Aufgabenstellung 1: Übertrage den Text über die Öffnung der indischen Märkte vollständig und ohne jede Abweichung.
Aufgabenstellung 2: Sammle aus den Zeilen jede, in der die Zeichenfolge „lynx“ vorkommt, und gib sie unverändert aus. Groß- und Kleinschreibung ist dabei zu beachten.
##### Extrahierter Text
Indien hat sich lange sowohl in der Finanz- als auch in der Realwirtschaft vom Rest der Welt abgekapselt. Nach den Plänen der Regierung soll Indien wirtschaftlich zu China aufschließen, was eine stärkere Öffnung seiner Märkte voraussetzt.

Volker Kurr

Das FAR-Programm
Der Subkontinent, mit 1,4 Milliarden Einwohnern der Staat mit der zweitgrößten Bevölkerung, ist die fünftgrößte Volkswirtschaft. Bis 2030 wird Indien voraussichtlich ein Fünftel des globalen Gesamtwachstums ausmachen und laut Prognose der OECD bis 2050 weltweit die – gemessen am Output – drittgrößte Wirtschaft nach China und den USA sein. Allein Indien ist von der Größe her in der Lage, eine Alternative zu China zu bieten, und könnte von dem momentan angespannten Verhältnis zwischen China und dem Westen profitieren.

Als Teil der Lockerung der bisherigen Politik führte die Reserve Bank of India Ende März 2020 das „Fully Accessible Route“ (FAR)-Programm ein. Seitdem können ausländische Investoren indische Staatsanleihen in lokaler Währung erwerben – ohne Quoten und anderen Restriktionen zu unterliegen, die die Investition zuvor nahezu unmöglich gemacht haben. Zu Beginn der Initiative umfasste das Programm fünf Staatsanleihen, derzeit sind 22 Anleihen mit einem Gesamtvolumen von etwa 320 Mrd. US-Dollar verfügbar.
##########
##### Eingabematerial
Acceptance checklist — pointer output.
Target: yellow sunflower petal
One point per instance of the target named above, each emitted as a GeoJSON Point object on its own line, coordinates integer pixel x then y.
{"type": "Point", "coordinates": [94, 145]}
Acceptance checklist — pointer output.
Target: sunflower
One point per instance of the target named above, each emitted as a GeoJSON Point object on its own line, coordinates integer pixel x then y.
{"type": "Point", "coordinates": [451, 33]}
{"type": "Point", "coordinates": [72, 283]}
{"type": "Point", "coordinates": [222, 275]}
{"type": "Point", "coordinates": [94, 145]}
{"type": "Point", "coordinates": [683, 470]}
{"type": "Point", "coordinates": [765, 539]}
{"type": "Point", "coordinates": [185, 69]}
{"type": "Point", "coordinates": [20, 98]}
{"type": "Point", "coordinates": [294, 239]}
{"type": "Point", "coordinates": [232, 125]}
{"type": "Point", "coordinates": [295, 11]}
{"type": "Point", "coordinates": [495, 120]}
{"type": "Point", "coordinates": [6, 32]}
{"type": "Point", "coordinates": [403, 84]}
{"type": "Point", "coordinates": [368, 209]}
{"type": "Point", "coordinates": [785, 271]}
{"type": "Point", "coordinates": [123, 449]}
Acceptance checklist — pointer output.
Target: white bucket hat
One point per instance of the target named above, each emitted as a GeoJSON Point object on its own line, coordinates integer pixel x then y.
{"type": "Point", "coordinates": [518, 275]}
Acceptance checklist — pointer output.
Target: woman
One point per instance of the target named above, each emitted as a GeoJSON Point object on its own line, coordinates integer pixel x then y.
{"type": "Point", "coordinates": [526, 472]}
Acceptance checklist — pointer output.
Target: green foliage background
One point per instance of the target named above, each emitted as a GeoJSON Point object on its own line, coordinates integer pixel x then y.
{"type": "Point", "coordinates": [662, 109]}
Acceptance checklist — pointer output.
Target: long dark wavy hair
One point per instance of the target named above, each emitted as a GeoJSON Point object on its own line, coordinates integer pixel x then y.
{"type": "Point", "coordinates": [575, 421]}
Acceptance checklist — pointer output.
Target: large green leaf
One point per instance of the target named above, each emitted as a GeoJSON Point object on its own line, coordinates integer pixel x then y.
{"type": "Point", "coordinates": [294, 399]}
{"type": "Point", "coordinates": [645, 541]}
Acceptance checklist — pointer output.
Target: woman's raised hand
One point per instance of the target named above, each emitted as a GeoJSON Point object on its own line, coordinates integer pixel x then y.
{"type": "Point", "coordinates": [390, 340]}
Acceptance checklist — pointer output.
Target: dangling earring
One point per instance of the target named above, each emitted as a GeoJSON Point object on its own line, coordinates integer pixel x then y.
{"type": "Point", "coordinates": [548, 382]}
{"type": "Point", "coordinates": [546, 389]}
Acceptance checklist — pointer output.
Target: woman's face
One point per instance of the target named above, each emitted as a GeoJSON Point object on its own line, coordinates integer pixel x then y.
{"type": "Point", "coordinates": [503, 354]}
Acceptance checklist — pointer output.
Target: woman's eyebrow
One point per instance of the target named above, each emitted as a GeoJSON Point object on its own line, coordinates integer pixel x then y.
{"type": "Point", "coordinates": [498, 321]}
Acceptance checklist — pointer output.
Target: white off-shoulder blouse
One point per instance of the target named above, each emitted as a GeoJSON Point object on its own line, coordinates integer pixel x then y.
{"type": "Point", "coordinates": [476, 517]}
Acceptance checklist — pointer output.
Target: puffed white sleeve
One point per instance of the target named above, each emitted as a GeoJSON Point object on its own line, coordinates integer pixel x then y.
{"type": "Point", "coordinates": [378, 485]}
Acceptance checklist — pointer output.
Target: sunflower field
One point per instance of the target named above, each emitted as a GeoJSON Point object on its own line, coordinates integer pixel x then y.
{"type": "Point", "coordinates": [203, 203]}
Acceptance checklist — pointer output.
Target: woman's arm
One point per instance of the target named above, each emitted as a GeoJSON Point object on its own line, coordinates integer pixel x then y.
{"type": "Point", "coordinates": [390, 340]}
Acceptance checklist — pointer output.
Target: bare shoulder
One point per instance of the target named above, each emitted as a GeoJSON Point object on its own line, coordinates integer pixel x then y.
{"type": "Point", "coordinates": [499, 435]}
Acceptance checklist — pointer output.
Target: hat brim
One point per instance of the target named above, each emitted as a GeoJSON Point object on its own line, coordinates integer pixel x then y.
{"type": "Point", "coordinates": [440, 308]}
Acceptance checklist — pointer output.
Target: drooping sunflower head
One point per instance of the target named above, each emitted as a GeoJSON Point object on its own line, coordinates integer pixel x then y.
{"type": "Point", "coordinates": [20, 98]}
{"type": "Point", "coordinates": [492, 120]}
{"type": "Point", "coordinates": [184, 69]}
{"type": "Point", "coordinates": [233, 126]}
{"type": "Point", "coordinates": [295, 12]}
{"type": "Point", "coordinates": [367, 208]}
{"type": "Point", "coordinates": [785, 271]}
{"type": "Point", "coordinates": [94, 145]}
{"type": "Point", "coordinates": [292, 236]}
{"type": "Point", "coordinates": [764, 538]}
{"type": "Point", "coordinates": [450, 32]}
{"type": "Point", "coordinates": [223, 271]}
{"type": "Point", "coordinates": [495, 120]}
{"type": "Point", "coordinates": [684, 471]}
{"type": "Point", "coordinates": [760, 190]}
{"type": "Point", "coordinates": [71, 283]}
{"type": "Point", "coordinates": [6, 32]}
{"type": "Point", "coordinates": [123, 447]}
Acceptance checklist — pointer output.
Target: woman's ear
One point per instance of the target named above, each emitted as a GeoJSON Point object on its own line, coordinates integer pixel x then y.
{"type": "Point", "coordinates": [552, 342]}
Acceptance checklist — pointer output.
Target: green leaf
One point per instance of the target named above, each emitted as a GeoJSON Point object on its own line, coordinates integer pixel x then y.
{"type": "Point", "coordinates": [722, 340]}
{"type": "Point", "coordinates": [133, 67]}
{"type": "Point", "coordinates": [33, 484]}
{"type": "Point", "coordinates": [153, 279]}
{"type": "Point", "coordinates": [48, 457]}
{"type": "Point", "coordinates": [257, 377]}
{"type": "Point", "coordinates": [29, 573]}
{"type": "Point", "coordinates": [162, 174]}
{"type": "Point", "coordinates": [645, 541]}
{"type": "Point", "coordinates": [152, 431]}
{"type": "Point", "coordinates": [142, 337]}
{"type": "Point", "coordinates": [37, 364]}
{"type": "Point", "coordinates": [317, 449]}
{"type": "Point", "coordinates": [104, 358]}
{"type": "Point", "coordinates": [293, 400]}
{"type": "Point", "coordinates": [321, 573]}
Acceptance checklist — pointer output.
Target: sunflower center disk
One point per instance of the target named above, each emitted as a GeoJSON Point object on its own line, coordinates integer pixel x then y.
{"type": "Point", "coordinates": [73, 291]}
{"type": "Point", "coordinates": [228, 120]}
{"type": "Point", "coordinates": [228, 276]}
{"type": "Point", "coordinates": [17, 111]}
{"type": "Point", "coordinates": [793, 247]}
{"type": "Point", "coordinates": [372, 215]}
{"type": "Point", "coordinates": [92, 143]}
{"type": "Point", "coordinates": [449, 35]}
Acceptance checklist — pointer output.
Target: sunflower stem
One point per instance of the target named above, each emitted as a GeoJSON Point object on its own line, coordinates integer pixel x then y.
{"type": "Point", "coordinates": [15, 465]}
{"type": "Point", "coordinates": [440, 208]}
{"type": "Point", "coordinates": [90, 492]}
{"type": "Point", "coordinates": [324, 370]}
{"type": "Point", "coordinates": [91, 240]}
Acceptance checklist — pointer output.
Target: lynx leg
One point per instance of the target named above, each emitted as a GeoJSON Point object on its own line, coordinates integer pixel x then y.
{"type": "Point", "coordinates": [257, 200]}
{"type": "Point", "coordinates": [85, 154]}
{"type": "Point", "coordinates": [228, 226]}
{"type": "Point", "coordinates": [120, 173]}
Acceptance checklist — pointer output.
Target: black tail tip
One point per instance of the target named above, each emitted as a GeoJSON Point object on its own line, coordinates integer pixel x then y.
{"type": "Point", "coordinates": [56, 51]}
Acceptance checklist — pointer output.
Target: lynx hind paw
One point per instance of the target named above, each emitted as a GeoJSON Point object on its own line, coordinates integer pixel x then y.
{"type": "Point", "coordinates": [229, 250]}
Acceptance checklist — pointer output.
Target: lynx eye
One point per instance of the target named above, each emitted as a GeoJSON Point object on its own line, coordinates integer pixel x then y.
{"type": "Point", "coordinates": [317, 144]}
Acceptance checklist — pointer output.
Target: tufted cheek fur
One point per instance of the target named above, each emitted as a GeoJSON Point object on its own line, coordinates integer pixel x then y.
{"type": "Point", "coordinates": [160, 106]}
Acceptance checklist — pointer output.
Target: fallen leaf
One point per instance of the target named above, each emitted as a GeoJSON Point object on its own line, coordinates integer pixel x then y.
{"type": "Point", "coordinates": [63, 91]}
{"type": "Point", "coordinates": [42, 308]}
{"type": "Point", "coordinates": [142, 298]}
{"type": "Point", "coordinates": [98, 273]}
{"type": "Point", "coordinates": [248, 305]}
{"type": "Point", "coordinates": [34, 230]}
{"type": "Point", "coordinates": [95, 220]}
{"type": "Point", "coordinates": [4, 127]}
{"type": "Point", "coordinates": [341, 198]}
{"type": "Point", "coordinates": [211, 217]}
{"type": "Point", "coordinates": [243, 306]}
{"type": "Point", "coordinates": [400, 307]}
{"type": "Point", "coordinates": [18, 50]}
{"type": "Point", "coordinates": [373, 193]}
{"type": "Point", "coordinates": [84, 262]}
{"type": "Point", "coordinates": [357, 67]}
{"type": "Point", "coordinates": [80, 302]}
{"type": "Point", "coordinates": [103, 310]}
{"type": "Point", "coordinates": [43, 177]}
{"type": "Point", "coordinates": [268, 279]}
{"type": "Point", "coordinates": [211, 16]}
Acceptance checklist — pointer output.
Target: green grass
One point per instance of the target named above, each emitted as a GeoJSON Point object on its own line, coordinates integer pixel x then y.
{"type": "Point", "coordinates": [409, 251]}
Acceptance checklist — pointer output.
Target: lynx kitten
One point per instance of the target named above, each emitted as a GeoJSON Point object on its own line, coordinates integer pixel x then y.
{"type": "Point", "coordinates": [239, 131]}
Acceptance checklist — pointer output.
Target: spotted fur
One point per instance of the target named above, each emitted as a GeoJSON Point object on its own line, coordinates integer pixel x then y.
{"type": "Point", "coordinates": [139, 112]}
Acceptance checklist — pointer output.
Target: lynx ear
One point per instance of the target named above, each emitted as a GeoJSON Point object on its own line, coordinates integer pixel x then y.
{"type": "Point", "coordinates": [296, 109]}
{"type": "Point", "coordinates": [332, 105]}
##########
Korrektes Ergebnis 1:
Indien hat sich lange sowohl in der Finanz- als auch in der Realwirtschaft vom Rest der Welt abgekapselt. Nach den Plänen der Regierung soll Indien wirtschaftlich zu China aufschließen, was eine stärkere Öffnung seiner Märkte voraussetzt.

Volker Kurr

Das FAR-Programm
Der Subkontinent, mit 1,4 Milliarden Einwohnern der Staat mit der zweitgrößten Bevölkerung, ist die fünftgrößte Volkswirtschaft. Bis 2030 wird Indien voraussichtlich ein Fünftel des globalen Gesamtwachstums ausmachen und laut Prognose der OECD bis 2050 weltweit die – gemessen am Output – drittgrößte Wirtschaft nach China und den USA sein. Allein Indien ist von der Größe her in der Lage, eine Alternative zu China zu bieten, und könnte von dem momentan angespannten Verhältnis zwischen China und dem Westen profitieren.

Als Teil der Lockerung der bisherigen Politik führte die Reserve Bank of India Ende März 2020 das „Fully Accessible Route“ (FAR)-Programm ein. Seitdem können ausländische Investoren indische Staatsanleihen in lokaler Währung erwerben – ohne Quoten und anderen Restriktionen zu unterliegen, die die Investition zuvor nahezu unmöglich gemacht haben. Zu Beginn der Initiative umfasste das Programm fünf Staatsanleihen, derzeit sind 22 Anleihen mit einem Gesamtvolumen von etwa 320 Mrd. US-Dollar verfügbar.

Korrektes Ergebnis 2:
Target: lynx leg
Target: lynx hind paw
Target: lynx eye
Target: lynx kitten
Target: lynx ear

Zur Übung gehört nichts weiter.